──────── SUPPLIED TEXT ────────

With separate shunt regulators, the HV+ are separated between the channels. On can add a capacitance multipliers, dropping say 10V, to the HV-, one for each channel. Thus the HV supply will be completely isolated between the 2 channels.
 
Official Court Jester
Joined 2003
Paid Member
yup - positive and negative legs are certainly more than isolated through separate shunt regs (for positive ) and plain voltage regs (for negative ,even common for both channels ,due to isolation nature of CCS-es in cathodes) ;

but what I meant is strictly controlled galvanic separation of signal gnd between channels.

anyway , I'm speaking of that not as about sole possible way of doing it ; just trying to explain sort of purist approach , which Allen certainly had , when making of RTP3D is in question .

in any case - DIY-ing that sort of preamp is supposed to be a fun , when one if err - err on exaggerating side , not attempt in making something extraordinary for pocket money.
 
yup - positive and negative legs are certainly more than isolated through separate shunt regs (for positive ) and plain voltage regs (for negative ,even common for both channels ,due to isolation nature of CCS-es in cathodes) ;

but what I meant is strictly controlled galvanic separation of signal gnd between channels.

────────

> [TASK STATEMENT]
In the preamp power supply discussion, what kind of regulators handle the negative legs? The listing that follows comes from a separate source.

──────── STORED ROWS ────────

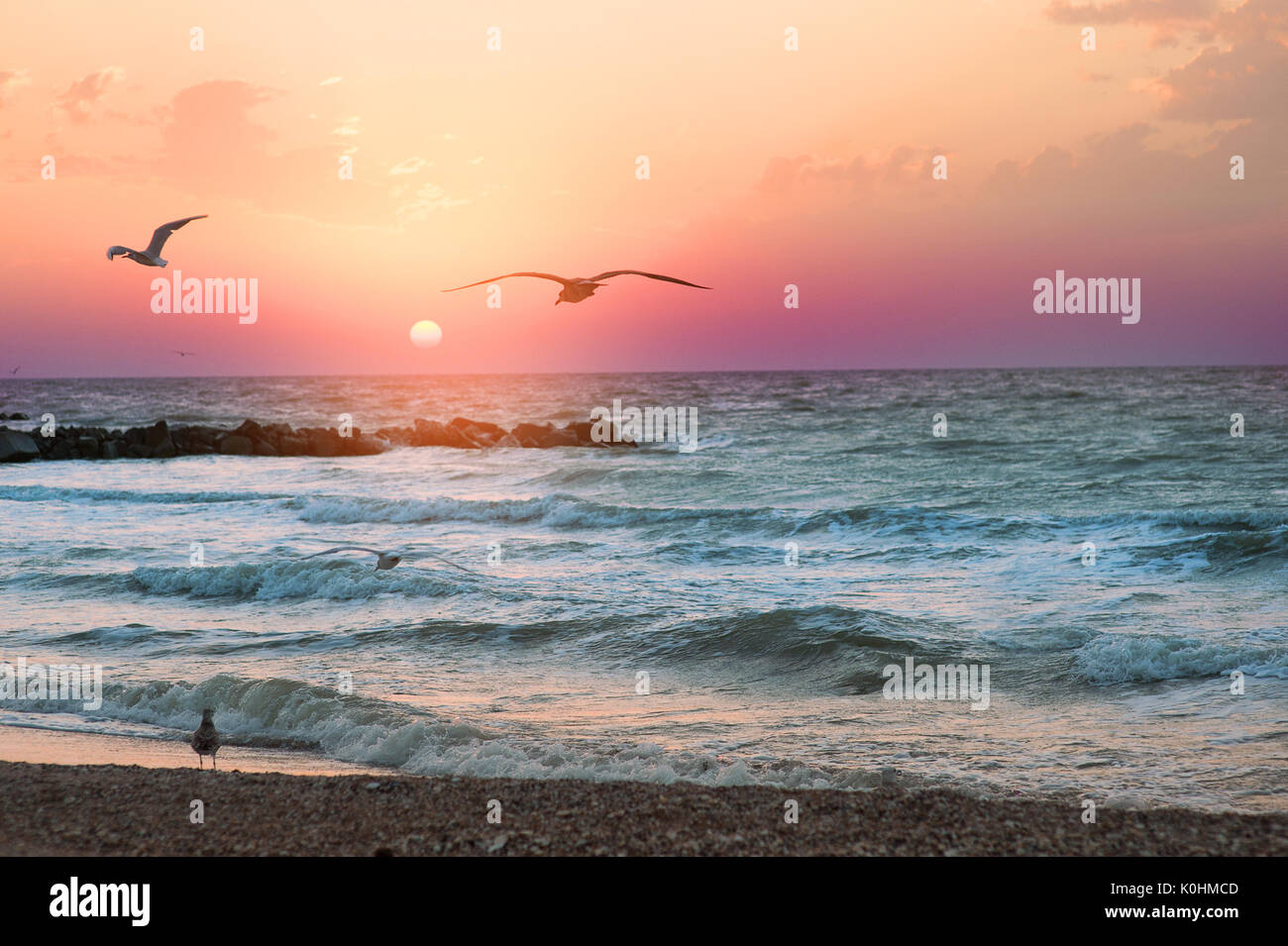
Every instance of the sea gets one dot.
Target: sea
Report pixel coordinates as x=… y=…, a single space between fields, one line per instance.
x=1103 y=553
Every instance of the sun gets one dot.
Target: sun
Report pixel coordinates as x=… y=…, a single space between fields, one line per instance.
x=425 y=335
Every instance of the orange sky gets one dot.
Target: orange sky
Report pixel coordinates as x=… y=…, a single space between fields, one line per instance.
x=767 y=167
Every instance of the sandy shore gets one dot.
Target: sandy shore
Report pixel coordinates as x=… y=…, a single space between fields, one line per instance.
x=132 y=809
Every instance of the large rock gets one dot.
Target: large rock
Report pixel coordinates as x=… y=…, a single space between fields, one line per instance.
x=236 y=444
x=156 y=437
x=17 y=447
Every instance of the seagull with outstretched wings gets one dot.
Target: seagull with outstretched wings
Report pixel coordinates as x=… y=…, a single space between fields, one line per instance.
x=153 y=255
x=578 y=289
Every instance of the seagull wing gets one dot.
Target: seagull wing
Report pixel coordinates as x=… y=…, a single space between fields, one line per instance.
x=539 y=275
x=610 y=273
x=344 y=549
x=162 y=233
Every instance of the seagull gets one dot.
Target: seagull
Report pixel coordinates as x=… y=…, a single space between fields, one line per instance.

────────

> [WRITTEN RESPONSE]
Plain voltage regulators, which can even be common to both channels.